> **STATED EXERCISE**: Reproduce every entry below word for word, leaving out the pictures.

## Start DATA FOR THE TASK

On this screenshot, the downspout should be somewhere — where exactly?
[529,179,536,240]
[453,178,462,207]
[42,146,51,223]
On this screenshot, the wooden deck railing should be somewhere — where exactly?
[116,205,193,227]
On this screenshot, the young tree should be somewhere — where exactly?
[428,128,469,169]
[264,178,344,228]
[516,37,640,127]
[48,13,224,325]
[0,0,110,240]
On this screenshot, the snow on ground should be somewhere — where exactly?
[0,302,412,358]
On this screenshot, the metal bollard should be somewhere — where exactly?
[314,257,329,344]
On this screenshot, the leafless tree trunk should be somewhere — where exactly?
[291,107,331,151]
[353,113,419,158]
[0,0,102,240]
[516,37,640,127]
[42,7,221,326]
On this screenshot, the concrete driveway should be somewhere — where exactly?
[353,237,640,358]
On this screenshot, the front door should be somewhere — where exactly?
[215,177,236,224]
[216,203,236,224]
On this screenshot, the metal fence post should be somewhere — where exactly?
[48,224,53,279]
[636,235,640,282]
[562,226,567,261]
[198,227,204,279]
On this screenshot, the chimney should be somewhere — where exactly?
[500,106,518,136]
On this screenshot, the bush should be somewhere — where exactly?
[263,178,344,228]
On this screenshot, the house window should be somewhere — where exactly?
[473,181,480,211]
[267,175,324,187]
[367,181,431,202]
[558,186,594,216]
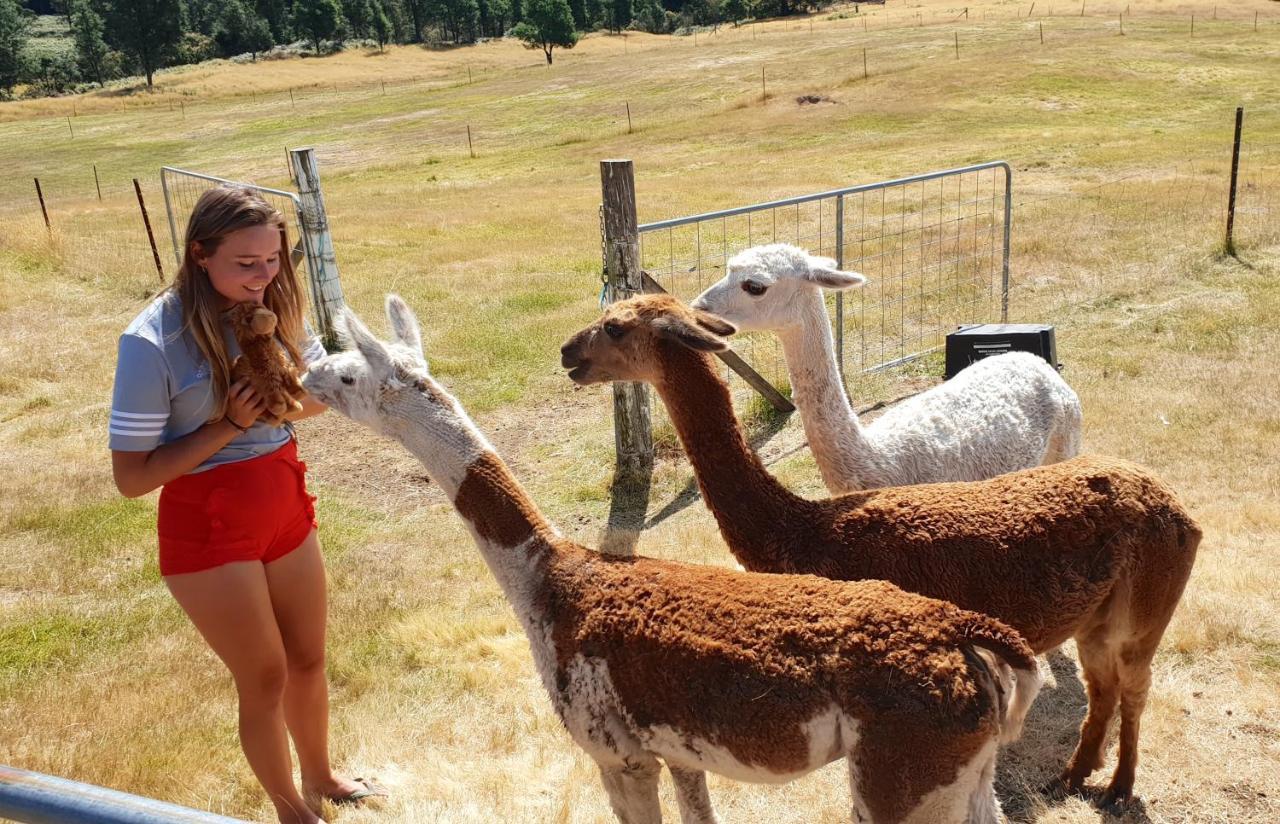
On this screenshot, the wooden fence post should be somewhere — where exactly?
[1226,106,1244,257]
[32,178,54,234]
[289,148,344,347]
[600,160,653,476]
[133,178,164,283]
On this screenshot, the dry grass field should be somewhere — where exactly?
[0,0,1280,824]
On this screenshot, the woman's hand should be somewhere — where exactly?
[227,377,266,430]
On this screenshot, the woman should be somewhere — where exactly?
[110,187,383,824]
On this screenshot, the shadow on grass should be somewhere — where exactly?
[598,459,653,555]
[640,412,799,530]
[996,650,1151,824]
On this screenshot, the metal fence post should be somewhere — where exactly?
[836,194,845,386]
[289,148,343,347]
[600,160,653,476]
[1000,162,1014,324]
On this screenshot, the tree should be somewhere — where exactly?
[0,0,33,96]
[253,0,291,44]
[293,0,342,54]
[404,0,431,44]
[608,0,635,32]
[214,0,275,63]
[370,3,393,51]
[426,0,480,44]
[342,0,374,40]
[105,0,182,88]
[511,0,577,65]
[69,0,110,86]
[183,0,223,37]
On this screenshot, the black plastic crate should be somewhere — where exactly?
[946,324,1060,379]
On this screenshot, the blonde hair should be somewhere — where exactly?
[169,186,306,421]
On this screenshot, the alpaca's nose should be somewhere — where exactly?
[561,338,580,368]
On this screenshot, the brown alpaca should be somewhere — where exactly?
[562,296,1201,801]
[228,301,307,426]
[305,296,1039,824]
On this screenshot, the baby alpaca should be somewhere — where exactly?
[228,301,307,426]
[303,296,1041,824]
[692,243,1082,495]
[561,294,1201,798]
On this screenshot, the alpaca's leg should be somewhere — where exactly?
[846,752,876,824]
[598,756,662,824]
[965,751,1005,824]
[1062,637,1120,792]
[667,764,716,824]
[1103,637,1160,804]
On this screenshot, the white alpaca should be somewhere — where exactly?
[694,243,1082,494]
[302,296,1041,824]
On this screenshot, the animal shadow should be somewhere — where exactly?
[996,650,1151,824]
[598,452,653,555]
[643,401,799,530]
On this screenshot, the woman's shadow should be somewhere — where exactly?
[996,650,1151,824]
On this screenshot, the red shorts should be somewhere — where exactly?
[157,439,316,576]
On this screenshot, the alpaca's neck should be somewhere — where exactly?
[384,388,558,611]
[655,344,808,569]
[778,292,884,491]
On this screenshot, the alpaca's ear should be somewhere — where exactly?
[805,255,867,289]
[653,315,728,352]
[694,310,737,338]
[387,294,426,361]
[337,308,392,372]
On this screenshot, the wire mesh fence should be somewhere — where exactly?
[160,166,305,267]
[640,162,1011,419]
[160,166,340,331]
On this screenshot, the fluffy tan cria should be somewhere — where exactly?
[228,301,307,426]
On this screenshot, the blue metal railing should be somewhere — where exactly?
[0,764,244,824]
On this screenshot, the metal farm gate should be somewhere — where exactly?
[602,161,1012,473]
[160,148,343,347]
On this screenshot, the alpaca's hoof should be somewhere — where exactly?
[1098,784,1133,815]
[1039,772,1084,798]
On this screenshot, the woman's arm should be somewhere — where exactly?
[111,380,266,498]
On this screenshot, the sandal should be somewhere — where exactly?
[329,778,389,806]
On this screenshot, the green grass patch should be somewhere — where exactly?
[6,498,156,560]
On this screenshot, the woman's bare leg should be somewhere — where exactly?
[265,530,360,798]
[164,562,320,824]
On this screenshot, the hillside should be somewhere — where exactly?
[0,0,1280,824]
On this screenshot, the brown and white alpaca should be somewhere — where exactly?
[303,296,1039,824]
[562,294,1201,800]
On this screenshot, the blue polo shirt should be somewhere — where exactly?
[108,290,325,473]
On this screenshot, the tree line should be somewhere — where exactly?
[0,0,855,99]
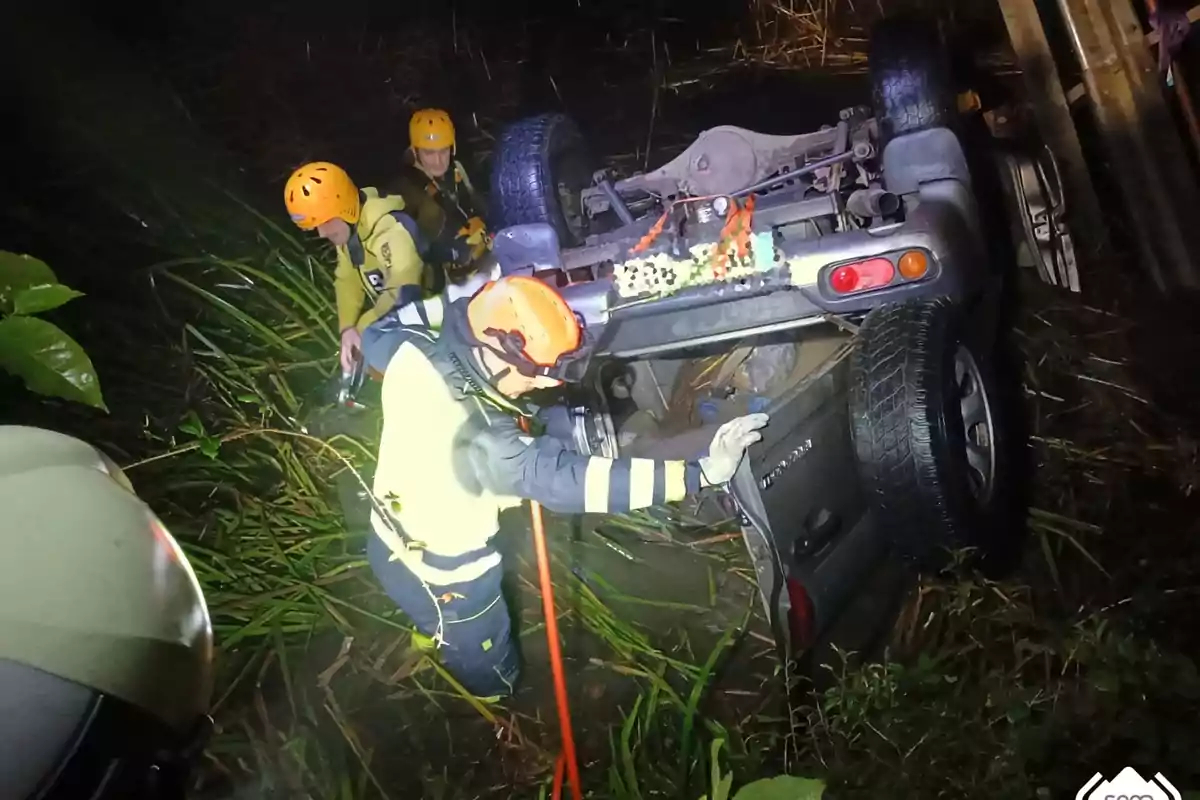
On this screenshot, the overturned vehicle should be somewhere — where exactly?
[475,19,1074,651]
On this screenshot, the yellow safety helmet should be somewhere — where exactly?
[283,161,362,230]
[467,275,583,378]
[408,108,455,150]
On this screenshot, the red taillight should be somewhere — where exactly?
[787,578,816,651]
[829,265,858,294]
[829,258,896,294]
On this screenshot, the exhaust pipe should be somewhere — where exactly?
[846,186,900,217]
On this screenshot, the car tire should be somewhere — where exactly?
[850,300,1016,570]
[491,113,594,246]
[868,16,958,142]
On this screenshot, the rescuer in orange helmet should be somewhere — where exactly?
[283,161,432,372]
[396,108,491,282]
[364,276,767,696]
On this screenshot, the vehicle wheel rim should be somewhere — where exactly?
[954,344,996,505]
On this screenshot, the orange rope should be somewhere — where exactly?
[521,417,583,800]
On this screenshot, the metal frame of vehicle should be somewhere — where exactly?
[494,109,996,651]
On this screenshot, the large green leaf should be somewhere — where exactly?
[0,251,59,312]
[12,283,83,314]
[0,317,108,411]
[733,775,824,800]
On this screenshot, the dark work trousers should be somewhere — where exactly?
[367,535,521,697]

## End DATA FOR THE TASK

> **RESULT OF THIS EXERCISE**:
On this screenshot, the downspout should be somewhere — where exactly?
[529,179,536,240]
[453,178,462,207]
[42,146,51,223]
On this screenshot, the wooden deck railing should be somewhere — where exactly?
[116,205,193,227]
On this screenshot, the young tree should be somewhere — where exactly?
[428,128,469,169]
[264,178,344,228]
[516,37,640,127]
[48,13,224,325]
[0,0,110,240]
On this screenshot, the snow on ground should be somewhere — where exactly?
[0,302,412,358]
On this screenshot, the metal bollard should be somewhere — where exactly?
[314,257,329,344]
On this screenshot, the leafless tree trunk should be somewhere — where exactly?
[291,107,331,151]
[353,113,419,158]
[0,0,102,240]
[516,37,640,127]
[42,7,221,326]
On this screenshot, the concrete driveway should be somewhere — where exactly?
[353,237,640,358]
On this screenshot, the front door should be somewhere — where exactly?
[215,177,236,224]
[216,203,236,224]
On this screenshot, the metal fence post should be somewhere — where exactly?
[48,224,53,279]
[636,235,640,282]
[562,226,567,261]
[198,227,204,279]
On this screenshot, the chimney should be somewhere — where exactly?
[500,106,518,136]
On this screenshot, the bush should be somewhere — where exactly?
[263,178,344,228]
On this screenshot, the house window should be somewhere — where exactly?
[473,181,480,211]
[267,175,324,187]
[367,181,431,202]
[558,186,594,216]
On this screenshot, the wooden fence post should be somewhere — where exactly?
[1226,106,1244,257]
[32,178,54,234]
[289,148,344,347]
[600,160,653,476]
[133,178,164,283]
On this screenshot, the dry grass field should be somewhere — where exactly?
[0,0,1280,824]
On this screenshot, the woman's hand should be somewhere — where exactly?
[227,377,266,430]
On this screenshot, the woman should be somewhere — where exactly?
[110,187,383,824]
On this screenshot, the shadow on grass should be somewhere — where exactly?
[598,459,653,555]
[640,412,799,530]
[996,650,1151,824]
On this screenshot, the metal fence post should be somewhere — where exactly?
[836,194,845,386]
[289,148,343,347]
[600,160,653,476]
[1000,162,1014,324]
On this screenshot, the tree should be somewhere — where exactly?
[0,0,33,96]
[253,0,291,44]
[293,0,342,54]
[404,0,431,44]
[608,0,635,32]
[214,0,275,63]
[370,3,393,51]
[426,0,480,44]
[342,0,374,40]
[105,0,182,88]
[511,0,577,65]
[69,0,110,86]
[183,0,223,37]
On this screenshot, the black plastic crate should be somewhere — where exactly?
[946,324,1060,379]
On this screenshot, the blonde hair should be somewhere — where exactly?
[169,186,306,421]
On this screenshot, the alpaca's nose should be somewhere — where exactly?
[561,338,580,368]
On this screenshot, the brown alpaca should be somewhere — where exactly?
[562,296,1201,801]
[228,301,307,426]
[305,296,1039,824]
On this screenshot, the baby alpaca should be somewhere — where exactly?
[228,301,307,426]
[303,296,1041,824]
[692,243,1082,495]
[561,294,1201,798]
On this screenshot, the alpaca's leg should be somewhere — where exactly?
[846,752,876,824]
[598,756,662,824]
[965,751,1005,824]
[1062,637,1120,792]
[667,764,716,824]
[1103,637,1160,804]
On this screenshot, the white alpaca should be somewhere — where exactly?
[694,243,1082,494]
[302,296,1041,824]
On this screenshot, the animal shadow should be somewhere — where exactly?
[996,650,1151,824]
[598,452,653,555]
[643,401,799,530]
On this screenshot, the woman's shadow should be somewhere — where exactly?
[996,650,1151,824]
On this screenshot, the red shorts should be somewhere — where exactly?
[157,439,316,576]
On this screenshot, the alpaca's neck should be somewhere — where exactly?
[384,388,558,611]
[655,344,808,569]
[778,292,884,491]
On this screenshot, the alpaca's ear should be somewhere — where exactly?
[805,255,867,289]
[653,315,728,352]
[694,310,737,338]
[387,294,426,361]
[337,308,392,372]
On this screenshot, the wire mesh fence should be somewhere — where exactly?
[160,166,305,267]
[640,162,1011,419]
[160,166,340,331]
On this screenshot, the fluffy tan cria should be somewhere — where exactly?
[228,301,307,426]
On this screenshot, the blue metal railing should be somewhere — where exactly?
[0,764,244,824]
On this screenshot, the metal farm gate should be somewhere — where exactly?
[602,161,1012,473]
[160,148,343,347]
On this screenshot, the alpaca's hoof should be somewhere — where exactly?
[1098,784,1133,815]
[1039,772,1084,798]
On this screenshot, the woman's arm should be somewhere — where exactly?
[111,380,266,498]
On this screenshot, the sandal should be somewhere — where exactly?
[329,778,389,806]
On this screenshot, the green grass patch should be somewhere — where exactly?
[6,498,156,560]
On this screenshot, the woman's bare leg should be somewhere — where exactly?
[265,530,360,798]
[164,562,320,824]
On this screenshot, the hillside should be somewhere — where exactly?
[0,0,1280,824]
On this screenshot, the brown and white alpaca should be somewhere — where exactly?
[303,296,1039,824]
[562,294,1201,800]
On this screenshot, the blue polo shirt should be somewhere — where exactly?
[108,290,325,473]
On this screenshot, the tree line should be somewhere — where exactly?
[0,0,855,99]
On this screenshot, the overturned vehicle should be somewhere — where exactly?
[475,19,1074,651]
On this screenshot, the yellow safety helmet should be somewhere — where exactly?
[283,161,362,230]
[467,275,583,378]
[408,108,455,150]
On this screenshot, the red taillight should be somewhere — where exactly?
[787,578,816,651]
[829,265,858,294]
[829,258,896,294]
On this screenshot, the exhaust pipe should be somewhere — where exactly?
[846,186,900,217]
On this screenshot, the car tire should be somewhere — where exactly?
[850,300,1016,570]
[491,113,594,246]
[868,16,958,142]
On this screenshot, the rescuer in orange helmet should be somewhere — where exactly?
[283,161,432,372]
[396,108,491,282]
[364,276,767,696]
On this screenshot, the vehicle wheel rim should be somewhere — where exactly?
[954,344,996,505]
On this screenshot, the orange rope should be somewhere — where exactly?
[521,417,583,800]
On this screenshot, the metal frame of vehicle should be somewhere — where exactly?
[494,109,996,651]
On this screenshot, the large green leaf should be somewhere — where exactly?
[0,251,59,312]
[12,283,83,314]
[0,317,108,411]
[733,775,824,800]
On this screenshot, the dark work trousers should be somewhere — where exactly?
[367,535,521,697]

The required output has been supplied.